• **Fragmento de texto**
Y cuando las carreteras se saturan, el país 
se vacía y el cambio climático fuerza a revisar tópicos perdurables, 
entre ellos el de la velocidad, una de las cosas que se nos ocurre para 
'hacer frente al futuro' es optar por más velocidad (lo que no quita 
que, con la hipocresía generalizada al uso en nuestra sociedad, se nos 
idealice la vida slow y se promuevan los llantos por el clima). 
 Sobre
 estas bases, negativas y perjudiciales para el país, la sociedad y el 
territorio, mantenidas pese a todo durante décadas sin considerar las 
consecuencias globales, hemos llegado al momento presente, en el que los
 problemas, extensivos y puntuales, nos agobian e indignan, pero cuando 
ya no hay posibilidad material de enmendar los disparates de tantos 
años, como no sea recurriendo a drásticas medidas necesariamente de cuño
 antiliberal, anticapitalista y anti UE: demasiado, para lo que, en 
realidad, nos ofrece el panorama político, tanto en cuanto a programas 
de partidos como en lo que se refiere a desequilibrio de fuerzas, ya que
 son las necias y codiciosas las que superan en mucho a las sensatas y 
sociales. 
Queda, y no es poca cosa, la sublevación de la gente 
marginada, maltratada y minusvalorada.

• **Extractos de datos**

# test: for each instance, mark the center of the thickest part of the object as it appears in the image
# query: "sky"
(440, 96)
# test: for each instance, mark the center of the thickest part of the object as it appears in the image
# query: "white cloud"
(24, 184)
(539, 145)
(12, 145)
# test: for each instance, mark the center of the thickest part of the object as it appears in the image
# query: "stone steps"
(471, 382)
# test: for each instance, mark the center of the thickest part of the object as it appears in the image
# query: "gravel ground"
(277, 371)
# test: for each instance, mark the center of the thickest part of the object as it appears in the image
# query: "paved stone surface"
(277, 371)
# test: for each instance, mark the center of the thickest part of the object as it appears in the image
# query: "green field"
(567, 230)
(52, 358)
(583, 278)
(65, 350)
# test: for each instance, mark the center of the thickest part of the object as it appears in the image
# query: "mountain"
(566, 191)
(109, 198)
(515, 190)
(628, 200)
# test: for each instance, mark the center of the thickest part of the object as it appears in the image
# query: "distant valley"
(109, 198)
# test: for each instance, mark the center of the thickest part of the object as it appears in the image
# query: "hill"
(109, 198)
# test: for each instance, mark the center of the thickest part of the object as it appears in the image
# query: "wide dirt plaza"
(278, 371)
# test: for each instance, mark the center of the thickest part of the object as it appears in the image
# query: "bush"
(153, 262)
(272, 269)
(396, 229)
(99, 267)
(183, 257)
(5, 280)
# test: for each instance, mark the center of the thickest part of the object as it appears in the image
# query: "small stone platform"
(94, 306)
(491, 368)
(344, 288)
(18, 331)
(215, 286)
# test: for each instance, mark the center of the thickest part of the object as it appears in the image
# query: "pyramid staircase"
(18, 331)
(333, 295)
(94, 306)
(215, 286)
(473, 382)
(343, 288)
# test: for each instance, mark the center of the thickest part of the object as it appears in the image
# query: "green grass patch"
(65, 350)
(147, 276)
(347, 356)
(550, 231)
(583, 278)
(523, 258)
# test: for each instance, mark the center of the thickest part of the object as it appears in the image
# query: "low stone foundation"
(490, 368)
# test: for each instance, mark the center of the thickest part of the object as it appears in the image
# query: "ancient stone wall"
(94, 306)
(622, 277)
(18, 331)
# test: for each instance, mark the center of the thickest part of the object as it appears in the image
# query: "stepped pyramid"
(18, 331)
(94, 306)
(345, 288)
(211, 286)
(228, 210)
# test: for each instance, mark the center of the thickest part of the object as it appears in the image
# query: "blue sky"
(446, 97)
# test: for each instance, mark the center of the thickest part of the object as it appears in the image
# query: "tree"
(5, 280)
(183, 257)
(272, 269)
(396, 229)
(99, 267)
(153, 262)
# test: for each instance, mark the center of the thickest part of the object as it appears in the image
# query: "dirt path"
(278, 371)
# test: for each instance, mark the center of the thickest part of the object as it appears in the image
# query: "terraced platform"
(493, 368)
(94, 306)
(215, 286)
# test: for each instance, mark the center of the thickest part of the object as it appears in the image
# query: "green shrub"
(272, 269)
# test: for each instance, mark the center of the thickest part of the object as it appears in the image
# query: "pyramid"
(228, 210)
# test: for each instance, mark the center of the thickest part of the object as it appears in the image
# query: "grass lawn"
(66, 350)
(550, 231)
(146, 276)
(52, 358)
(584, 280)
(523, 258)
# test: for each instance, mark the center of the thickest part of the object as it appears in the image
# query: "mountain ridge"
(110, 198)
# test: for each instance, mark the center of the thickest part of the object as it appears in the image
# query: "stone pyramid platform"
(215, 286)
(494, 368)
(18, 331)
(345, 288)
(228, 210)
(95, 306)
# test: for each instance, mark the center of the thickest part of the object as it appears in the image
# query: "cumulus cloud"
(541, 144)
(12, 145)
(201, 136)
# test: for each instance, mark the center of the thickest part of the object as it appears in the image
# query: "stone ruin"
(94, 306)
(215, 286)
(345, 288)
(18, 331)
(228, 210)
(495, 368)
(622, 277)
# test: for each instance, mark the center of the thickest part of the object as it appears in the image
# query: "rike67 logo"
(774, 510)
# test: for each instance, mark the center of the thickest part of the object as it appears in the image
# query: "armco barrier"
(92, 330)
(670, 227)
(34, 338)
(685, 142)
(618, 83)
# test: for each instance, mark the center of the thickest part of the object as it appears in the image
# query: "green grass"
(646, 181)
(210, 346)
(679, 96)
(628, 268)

==

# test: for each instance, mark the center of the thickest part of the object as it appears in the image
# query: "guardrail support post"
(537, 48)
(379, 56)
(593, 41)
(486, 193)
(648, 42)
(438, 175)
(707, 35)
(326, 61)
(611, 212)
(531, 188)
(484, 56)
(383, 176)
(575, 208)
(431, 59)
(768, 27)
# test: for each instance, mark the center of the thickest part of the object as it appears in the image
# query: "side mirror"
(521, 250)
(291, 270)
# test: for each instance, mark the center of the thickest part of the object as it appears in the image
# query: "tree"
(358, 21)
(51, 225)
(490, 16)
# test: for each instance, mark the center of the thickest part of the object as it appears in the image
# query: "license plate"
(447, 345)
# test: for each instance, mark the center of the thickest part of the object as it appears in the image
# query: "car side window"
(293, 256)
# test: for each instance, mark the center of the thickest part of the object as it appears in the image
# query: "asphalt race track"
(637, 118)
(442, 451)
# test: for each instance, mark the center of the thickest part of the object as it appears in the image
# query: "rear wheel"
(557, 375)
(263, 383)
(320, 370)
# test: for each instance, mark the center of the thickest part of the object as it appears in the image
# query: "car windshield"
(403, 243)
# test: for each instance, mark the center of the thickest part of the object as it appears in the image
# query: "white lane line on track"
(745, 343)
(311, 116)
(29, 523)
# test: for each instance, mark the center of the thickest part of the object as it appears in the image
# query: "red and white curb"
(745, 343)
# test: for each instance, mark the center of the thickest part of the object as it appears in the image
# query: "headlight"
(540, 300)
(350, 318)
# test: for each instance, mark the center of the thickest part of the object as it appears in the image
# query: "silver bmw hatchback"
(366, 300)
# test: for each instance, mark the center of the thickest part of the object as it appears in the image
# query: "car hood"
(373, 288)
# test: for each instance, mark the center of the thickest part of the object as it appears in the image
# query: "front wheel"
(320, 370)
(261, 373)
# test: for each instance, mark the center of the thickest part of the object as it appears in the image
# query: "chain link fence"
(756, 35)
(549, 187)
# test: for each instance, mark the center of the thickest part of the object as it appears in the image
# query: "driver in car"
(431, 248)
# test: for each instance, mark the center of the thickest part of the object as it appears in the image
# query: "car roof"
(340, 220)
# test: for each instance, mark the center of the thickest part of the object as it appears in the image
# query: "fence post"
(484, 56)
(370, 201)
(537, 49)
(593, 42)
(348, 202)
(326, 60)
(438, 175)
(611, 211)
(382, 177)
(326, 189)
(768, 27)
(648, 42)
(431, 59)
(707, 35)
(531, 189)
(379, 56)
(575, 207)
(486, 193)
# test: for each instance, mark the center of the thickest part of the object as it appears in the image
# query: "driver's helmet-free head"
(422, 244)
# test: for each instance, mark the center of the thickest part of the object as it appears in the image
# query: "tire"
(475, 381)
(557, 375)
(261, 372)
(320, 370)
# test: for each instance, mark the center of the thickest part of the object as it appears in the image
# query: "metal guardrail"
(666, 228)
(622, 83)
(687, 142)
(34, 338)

* * *

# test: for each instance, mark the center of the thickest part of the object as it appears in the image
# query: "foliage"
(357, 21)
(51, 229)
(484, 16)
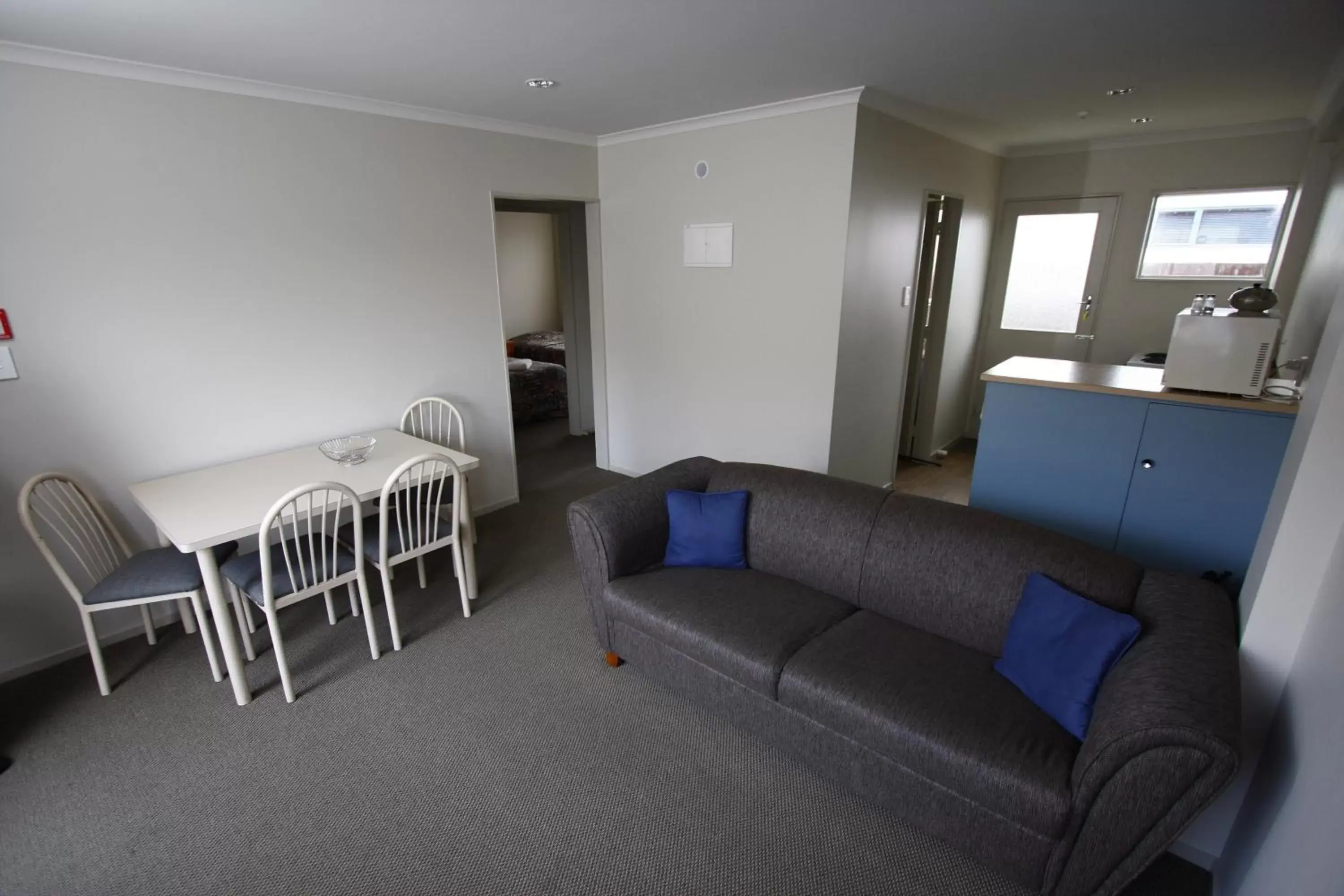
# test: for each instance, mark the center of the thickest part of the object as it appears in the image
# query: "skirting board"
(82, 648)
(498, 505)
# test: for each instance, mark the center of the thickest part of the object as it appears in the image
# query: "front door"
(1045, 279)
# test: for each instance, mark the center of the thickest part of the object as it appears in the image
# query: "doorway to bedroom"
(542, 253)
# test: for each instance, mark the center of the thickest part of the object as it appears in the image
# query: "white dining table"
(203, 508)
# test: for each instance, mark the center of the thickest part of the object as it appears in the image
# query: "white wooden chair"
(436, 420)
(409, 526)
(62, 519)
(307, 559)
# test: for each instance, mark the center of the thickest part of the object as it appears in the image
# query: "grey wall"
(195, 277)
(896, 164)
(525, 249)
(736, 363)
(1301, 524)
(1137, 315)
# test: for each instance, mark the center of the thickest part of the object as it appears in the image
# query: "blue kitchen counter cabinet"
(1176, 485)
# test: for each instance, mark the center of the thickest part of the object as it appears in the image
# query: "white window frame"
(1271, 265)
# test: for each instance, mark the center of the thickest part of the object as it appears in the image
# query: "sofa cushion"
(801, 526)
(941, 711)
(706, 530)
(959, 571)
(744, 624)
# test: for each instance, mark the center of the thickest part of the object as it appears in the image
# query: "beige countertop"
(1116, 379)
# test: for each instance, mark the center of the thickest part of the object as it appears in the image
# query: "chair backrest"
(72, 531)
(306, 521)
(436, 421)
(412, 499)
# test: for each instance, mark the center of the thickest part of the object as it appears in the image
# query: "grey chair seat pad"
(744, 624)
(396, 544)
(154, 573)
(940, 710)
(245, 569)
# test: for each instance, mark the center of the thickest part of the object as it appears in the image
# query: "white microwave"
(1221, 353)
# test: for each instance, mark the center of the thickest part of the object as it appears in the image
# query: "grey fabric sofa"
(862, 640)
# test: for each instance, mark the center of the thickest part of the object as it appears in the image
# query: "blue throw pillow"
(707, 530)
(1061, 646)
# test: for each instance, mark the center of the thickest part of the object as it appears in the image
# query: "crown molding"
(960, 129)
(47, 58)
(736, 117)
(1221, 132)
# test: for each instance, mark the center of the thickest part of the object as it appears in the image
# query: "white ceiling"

• **Pruébalo**
Prosigue el texto sobre la apuesta por la velocidad y sus efectos en el territorio a partir de su última frase.

• **Tu respuesta**
 En
 este entorno y enfoque es donde hay que ubicar la reflexión sobre la 
variante de Camarillas, que tan alegremente elimina la estación de 
Calasparra y, con ella, el acceso del Noroeste murciano a la red 
ferroviaria; una comarca que, reconozcámoslo, ha aceptado la ofensa casi
 sin rechistar: el tren hace décadas que pierde terreno. 
Las empresas 
públicas afectadas, Renfe y Adif, cayeron hace tiempo en manos de 
tecnócratas desalmados (el ferrocarril, por su propia esencia e 
historia, necesita entusiasmo y afecto), generalmente abogados y 
economistas que, incluso cuando son funcionarios del Estado, ejercen de 
enemigos de lo público. 
Para estos, tan incompetentes en cuanto a la 
idea material del ferrocarril, como peligrosos por disponer de 
instrumentos capaces de perjudicar al país, la situación resulta diáfana
 y su gestión no admite dudas: si la gente no usa el ferrocarril y 
además gusta de moverse a velocidad creciente, lo suyo es eliminar 
estaciones, es decir, paradas, y volcarse en trenes tecnológicos tipo 
AVE, aunque resulten radicalmente antisociales y, por supuesto, 
antiecológicos.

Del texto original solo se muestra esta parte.